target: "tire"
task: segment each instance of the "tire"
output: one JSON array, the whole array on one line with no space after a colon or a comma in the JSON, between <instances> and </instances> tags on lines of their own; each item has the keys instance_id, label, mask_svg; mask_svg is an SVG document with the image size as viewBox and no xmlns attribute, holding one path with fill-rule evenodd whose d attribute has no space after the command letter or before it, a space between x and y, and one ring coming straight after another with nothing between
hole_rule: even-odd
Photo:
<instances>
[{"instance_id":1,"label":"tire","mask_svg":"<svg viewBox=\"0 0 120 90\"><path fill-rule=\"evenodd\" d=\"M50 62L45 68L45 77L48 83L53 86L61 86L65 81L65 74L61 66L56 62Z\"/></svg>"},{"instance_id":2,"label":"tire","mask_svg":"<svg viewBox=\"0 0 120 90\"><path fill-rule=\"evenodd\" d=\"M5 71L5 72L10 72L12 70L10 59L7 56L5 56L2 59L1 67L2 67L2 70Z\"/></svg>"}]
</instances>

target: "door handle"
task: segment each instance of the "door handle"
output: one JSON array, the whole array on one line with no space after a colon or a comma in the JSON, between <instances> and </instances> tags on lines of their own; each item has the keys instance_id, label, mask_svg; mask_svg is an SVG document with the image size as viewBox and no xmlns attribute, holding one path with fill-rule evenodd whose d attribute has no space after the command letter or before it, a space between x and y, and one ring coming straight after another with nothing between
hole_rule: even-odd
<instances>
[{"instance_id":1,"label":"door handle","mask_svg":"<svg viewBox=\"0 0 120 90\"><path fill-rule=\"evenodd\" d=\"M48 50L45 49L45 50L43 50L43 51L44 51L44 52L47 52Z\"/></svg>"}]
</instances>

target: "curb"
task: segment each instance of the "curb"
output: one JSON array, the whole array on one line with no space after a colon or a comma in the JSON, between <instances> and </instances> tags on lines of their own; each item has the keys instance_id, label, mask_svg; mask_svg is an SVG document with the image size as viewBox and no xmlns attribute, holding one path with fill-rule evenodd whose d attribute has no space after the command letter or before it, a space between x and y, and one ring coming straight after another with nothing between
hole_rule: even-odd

(DO THIS): Report how many lines in the entries above contain the string "task". Give the number alone.

(CORRECT RESPONSE): 3